Each record below needs to be written out exactly as it appears.

Content starts

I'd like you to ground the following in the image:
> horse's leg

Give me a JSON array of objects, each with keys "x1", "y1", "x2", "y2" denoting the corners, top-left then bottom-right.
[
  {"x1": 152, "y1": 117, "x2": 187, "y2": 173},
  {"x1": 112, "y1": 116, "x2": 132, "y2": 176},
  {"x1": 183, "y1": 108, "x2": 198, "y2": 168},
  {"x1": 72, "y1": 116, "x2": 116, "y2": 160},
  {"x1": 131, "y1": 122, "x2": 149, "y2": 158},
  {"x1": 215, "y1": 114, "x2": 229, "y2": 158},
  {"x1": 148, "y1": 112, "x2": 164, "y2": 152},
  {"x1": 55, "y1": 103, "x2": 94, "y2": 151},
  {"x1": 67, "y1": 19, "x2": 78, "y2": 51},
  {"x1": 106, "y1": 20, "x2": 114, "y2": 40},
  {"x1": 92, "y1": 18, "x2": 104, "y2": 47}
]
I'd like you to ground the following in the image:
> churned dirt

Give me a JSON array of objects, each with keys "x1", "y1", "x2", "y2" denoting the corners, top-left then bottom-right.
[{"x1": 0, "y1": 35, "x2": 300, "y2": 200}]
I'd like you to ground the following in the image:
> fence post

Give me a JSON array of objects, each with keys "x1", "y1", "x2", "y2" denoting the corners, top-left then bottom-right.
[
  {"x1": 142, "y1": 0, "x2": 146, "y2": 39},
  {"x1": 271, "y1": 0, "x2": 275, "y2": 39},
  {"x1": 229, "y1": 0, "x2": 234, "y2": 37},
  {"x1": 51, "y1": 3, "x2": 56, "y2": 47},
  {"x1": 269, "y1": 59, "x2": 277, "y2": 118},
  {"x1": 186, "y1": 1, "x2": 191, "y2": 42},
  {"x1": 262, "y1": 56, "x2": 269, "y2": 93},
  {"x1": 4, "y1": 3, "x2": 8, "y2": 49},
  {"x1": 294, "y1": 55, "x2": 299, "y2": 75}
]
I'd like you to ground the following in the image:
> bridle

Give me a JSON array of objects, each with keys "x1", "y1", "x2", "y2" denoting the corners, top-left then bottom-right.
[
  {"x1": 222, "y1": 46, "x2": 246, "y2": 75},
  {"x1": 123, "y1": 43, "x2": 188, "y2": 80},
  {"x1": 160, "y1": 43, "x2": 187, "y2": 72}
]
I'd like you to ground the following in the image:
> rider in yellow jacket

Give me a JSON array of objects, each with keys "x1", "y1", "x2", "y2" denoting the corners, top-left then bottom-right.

Content ends

## [Response to the exercise]
I'd like you to ground the following in the image:
> horse's leg

Give me a JSON array of objects, each with keys "x1", "y1", "x2", "y2" denoting the corners, top-left then bottom-right.
[
  {"x1": 152, "y1": 117, "x2": 187, "y2": 173},
  {"x1": 112, "y1": 116, "x2": 132, "y2": 176},
  {"x1": 183, "y1": 108, "x2": 198, "y2": 168},
  {"x1": 72, "y1": 116, "x2": 116, "y2": 160},
  {"x1": 131, "y1": 122, "x2": 149, "y2": 158},
  {"x1": 215, "y1": 114, "x2": 229, "y2": 158},
  {"x1": 148, "y1": 112, "x2": 164, "y2": 152},
  {"x1": 55, "y1": 103, "x2": 94, "y2": 151},
  {"x1": 67, "y1": 19, "x2": 78, "y2": 51},
  {"x1": 106, "y1": 20, "x2": 114, "y2": 40},
  {"x1": 92, "y1": 18, "x2": 104, "y2": 47}
]
I'd like you to ground the following in the image:
> churned dirt

Give me a JSON array of objects, each with keys "x1", "y1", "x2", "y2" denoting the corners, top-left then bottom-right.
[{"x1": 0, "y1": 35, "x2": 300, "y2": 200}]
I'd like you to ground the following in the image:
> fence post

Give me a JSON array of objects, each with keys "x1", "y1", "x2", "y2" denoting the corners, top-left then bottom-right.
[
  {"x1": 142, "y1": 0, "x2": 146, "y2": 39},
  {"x1": 271, "y1": 0, "x2": 275, "y2": 39},
  {"x1": 229, "y1": 0, "x2": 234, "y2": 37},
  {"x1": 51, "y1": 3, "x2": 56, "y2": 47},
  {"x1": 269, "y1": 59, "x2": 277, "y2": 118},
  {"x1": 186, "y1": 1, "x2": 191, "y2": 42},
  {"x1": 262, "y1": 56, "x2": 269, "y2": 93},
  {"x1": 4, "y1": 3, "x2": 8, "y2": 49},
  {"x1": 294, "y1": 55, "x2": 299, "y2": 75}
]
I'd like you to ground the following in the image:
> bridle

Give me a JSON array of objects, each with keys "x1", "y1", "x2", "y2" denoting the corners, top-left then bottom-right.
[
  {"x1": 222, "y1": 46, "x2": 246, "y2": 75},
  {"x1": 123, "y1": 43, "x2": 188, "y2": 80},
  {"x1": 160, "y1": 43, "x2": 187, "y2": 72}
]
I'd like you to ground the following in the image:
> rider in yellow jacket

Give me a JSON array of objects, each with keys "x1", "y1", "x2", "y2" denoting the corners, top-left then bottom-right.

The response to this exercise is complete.